== Extracted data

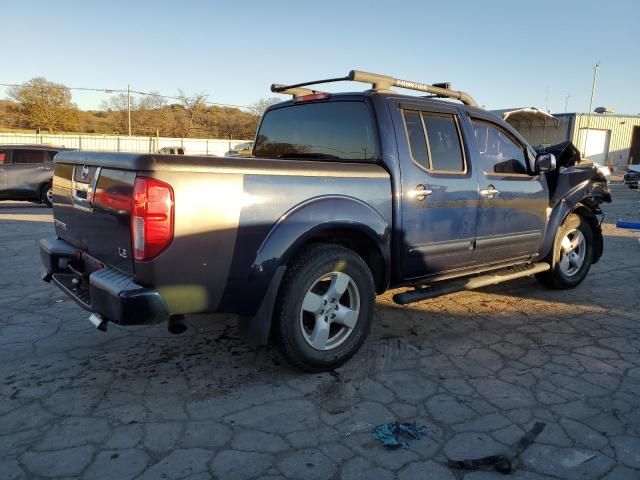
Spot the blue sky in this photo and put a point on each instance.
(505, 53)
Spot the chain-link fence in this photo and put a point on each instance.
(122, 143)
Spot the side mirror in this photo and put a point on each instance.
(545, 162)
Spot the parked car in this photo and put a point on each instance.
(242, 149)
(605, 170)
(26, 172)
(632, 176)
(171, 151)
(348, 195)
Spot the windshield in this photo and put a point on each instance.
(325, 131)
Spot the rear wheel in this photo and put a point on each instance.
(324, 307)
(573, 253)
(46, 195)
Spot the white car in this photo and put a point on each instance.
(632, 176)
(604, 170)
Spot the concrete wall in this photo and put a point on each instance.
(122, 143)
(621, 128)
(572, 126)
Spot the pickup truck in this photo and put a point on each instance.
(346, 196)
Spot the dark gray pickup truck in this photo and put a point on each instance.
(345, 196)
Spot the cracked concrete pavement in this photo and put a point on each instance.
(477, 368)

====

Exercise directions:
Reproduce everything from the line containing "Spot the dark" down to the end of the records, keeping both ends.

Solution for this exercise:
Spot the dark gray pickup truck in this photo and put a point on each instance.
(345, 196)
Spot the cracked concrete pavement in this photo and put a point on each instance.
(477, 368)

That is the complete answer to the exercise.